- **Short exercise 1**
Answer the following questions using the EACO financial notes.
(a) How many restaurant businesses were included in the Asset Sale?
(b) On what date did EACO complete the acquisition of Bisco Industries, Inc.?
(c) In conformity with which accounting principles were the unaudited condensed consolidated financial statements prepared?
- **Short exercise 2**
Return the stretch of the EACO financial notes from "On March 24, 2010, EACO" through "Ceiley (the Agreement).", reproduced word for word.
- **Short exercise 3**
Take the EACO financial notes further, beginning immediately after their final sentence.

EACO CORPORATION AND SUBSIDIARIES
NOTES TO UNAUDITED CONDENSED CONSOLIDATED FINANCIAL STATEMENTS
November 30, 2010
(Unaudited)
Note 1. Organization and Basis of Presentation
Organization and Merger with Bisco Industries, Inc.
EACO Corporation was organized under the laws of the State of Florida in September l985. From the
inception of EACO through June 2005, the Companys business consisted of operating restaurants in
the State of Florida. On June 29, 2005, EACO sold all of its operating restaurants (the Asset
Sale) including sixteen restaurant businesses, premises, equipment and other assets used in
restaurant operations. The Asset Sale was made pursuant to an asset purchase agreement dated
February 22, 2005. The only remaining activity of the restaurant operations relates to the
workers compensation claim liability, which is presented as liabilities of discontinued operations
on the Companys balance sheets. EACOs remaining operations principally consisted of managing
five real estate properties held for leasing located in Florida and California.
On March 24, 2010, EACO completed the acquisition of Bisco Industries, Inc. (Bisco), a company
under the common control of EACOs majority shareholder (Glen F. Ceiley). The acquisition of Bisco
(the Acquisition) was consummated pursuant to an Agreement and Plan of Merger dated December 22,
2009 by and among EACO, Bisco Acquisition Corp., Bisco and Glen F. Ceiley (the Agreement).
Pursuant to the Agreement, Bisco Acquisition Corp., a wholly-owned subsidiary of EACO, was merged
with and into Bisco; Bisco was the surviving corporation in the merger and became a wholly-owned
subsidiary of EACO. The transaction was accounted for as a combination of companies under common
control using the historical balances of Bisco (See Basis of Presentation below).
Use of Estimates
The preparation of financial statements in conformity with GAAP requires management to make
estimates and assumptions that affect the reported amounts of assets and liabilities and disclosure
of contingent assets and liabilities at the date of the financial statements and the reported
amounts of revenues and expenses during the reporting periods. These estimates include allowance
for doubtful accounts receivable, slow moving and obsolete inventory reserves, recoverability of
the carrying value and estimated useful lives of long-lived assets, workers compensation liability
and the valuation allowance against deferred tax assets. Actual results could differ from those
estimates.
Basis of Presentation
The accompanying unaudited condensed consolidated financial statements have been prepared by
the Company in conformity with accounting principles generally accepted in the United States of
America (GAAP) for interim financial information and the rules and regulations of the SEC for
interim reporting. In the opinion of management, all adjustments considered necessary in order to
make the financial statements not misleading have been included.

Entries from a dataset
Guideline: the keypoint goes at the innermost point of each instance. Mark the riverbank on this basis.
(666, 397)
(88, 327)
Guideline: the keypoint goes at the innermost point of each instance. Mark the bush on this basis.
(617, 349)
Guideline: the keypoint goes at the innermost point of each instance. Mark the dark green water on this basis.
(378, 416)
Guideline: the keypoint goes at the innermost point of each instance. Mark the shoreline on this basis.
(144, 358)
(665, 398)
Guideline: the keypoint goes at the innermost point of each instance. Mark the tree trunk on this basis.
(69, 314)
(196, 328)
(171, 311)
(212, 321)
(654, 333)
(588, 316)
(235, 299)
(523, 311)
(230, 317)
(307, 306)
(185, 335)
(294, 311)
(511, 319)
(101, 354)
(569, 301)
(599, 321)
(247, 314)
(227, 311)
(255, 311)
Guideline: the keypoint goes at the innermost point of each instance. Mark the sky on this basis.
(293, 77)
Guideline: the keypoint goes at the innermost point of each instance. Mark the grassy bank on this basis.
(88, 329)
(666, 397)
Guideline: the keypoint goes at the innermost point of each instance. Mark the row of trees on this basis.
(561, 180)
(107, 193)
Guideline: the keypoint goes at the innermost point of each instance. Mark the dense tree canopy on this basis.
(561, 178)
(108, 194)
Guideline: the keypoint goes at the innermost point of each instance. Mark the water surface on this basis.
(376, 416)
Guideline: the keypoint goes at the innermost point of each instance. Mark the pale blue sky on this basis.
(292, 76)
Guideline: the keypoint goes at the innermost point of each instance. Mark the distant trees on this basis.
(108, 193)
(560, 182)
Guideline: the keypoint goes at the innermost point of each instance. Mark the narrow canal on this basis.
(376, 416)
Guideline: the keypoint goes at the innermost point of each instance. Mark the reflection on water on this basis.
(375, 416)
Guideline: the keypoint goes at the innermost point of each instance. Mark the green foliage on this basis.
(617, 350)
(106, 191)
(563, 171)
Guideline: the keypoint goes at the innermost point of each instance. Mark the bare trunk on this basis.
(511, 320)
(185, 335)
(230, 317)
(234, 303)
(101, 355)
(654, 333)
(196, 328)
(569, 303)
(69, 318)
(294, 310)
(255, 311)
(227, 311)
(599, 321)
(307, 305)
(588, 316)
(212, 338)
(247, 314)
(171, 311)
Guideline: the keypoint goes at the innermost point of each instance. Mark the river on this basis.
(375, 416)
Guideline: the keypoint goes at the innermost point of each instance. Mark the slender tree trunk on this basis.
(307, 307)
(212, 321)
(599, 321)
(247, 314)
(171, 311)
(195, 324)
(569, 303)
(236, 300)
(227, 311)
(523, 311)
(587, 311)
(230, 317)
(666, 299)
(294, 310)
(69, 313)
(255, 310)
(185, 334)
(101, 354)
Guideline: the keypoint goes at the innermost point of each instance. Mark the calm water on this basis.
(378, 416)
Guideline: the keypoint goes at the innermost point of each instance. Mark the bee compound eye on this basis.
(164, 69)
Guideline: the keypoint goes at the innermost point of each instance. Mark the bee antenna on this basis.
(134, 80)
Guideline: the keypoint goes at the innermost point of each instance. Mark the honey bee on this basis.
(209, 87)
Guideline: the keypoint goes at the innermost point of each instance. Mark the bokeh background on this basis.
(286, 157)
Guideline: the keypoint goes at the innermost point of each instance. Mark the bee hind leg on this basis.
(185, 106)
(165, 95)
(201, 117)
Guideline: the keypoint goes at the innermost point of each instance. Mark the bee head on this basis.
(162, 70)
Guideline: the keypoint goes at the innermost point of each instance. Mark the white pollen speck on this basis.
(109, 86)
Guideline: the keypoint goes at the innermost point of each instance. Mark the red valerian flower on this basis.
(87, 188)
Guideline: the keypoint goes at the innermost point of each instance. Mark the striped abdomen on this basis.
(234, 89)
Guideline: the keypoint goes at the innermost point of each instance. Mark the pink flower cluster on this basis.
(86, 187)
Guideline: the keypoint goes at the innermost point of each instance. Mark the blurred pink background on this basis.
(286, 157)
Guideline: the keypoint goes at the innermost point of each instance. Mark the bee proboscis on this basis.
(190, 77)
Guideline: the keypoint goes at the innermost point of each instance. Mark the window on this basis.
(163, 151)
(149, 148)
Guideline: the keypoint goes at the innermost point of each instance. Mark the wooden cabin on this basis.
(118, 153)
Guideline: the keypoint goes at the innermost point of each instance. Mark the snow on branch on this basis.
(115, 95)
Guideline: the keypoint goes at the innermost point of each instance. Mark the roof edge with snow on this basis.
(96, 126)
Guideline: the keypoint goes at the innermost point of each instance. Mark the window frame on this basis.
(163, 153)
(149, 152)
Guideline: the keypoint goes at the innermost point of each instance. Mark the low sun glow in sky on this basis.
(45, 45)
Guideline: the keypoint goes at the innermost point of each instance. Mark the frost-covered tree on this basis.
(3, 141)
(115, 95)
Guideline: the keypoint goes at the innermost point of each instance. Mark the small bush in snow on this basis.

- **Output 1**
(a) Sixteen.
(b) March 24, 2010.
(c) Accounting principles generally accepted in the United States of America (GAAP).

- **Output 2**
On March 24, 2010, EACO completed the acquisition of Bisco Industries, Inc. (Bisco), a company
under the common control of EACOs majority shareholder (Glen F. Ceiley). The acquisition of Bisco
(the Acquisition) was consummated pursuant to an Agreement and Plan of Merger dated December 22,
2009 by and among EACO, Bisco Acquisition Corp., Bisco and Glen F. Ceiley (the Agreement).

- **Output 3**
The unaudited condensed consolidated financial statements include the financial position and
results of operations of Bisco for all periods presented. As a result of Mr. Ceiley having
majority voting control over both entities during all periods presented, the unaudited condensed
consolidated financial statements were prepared in accordance with Accounting Standards
Codification (ASC) 805-50, Transactions Between Entities Under Common Control. Pursuant to
this guidance the assets and liabilities of Bisco were transferred at their historical carrying
amounts at the date of transfer (as-if pooling-of-interests accounting) and the results of
operations for the period, the financial position and other financial information were reported as
though the transfer of net assets or exchange of equity interests had occurred at the beginning of
the period. Financial statements and financial information presented for prior years have been
retrospectively adjusted to furnish comparative information for periods during which the entities
were under common control.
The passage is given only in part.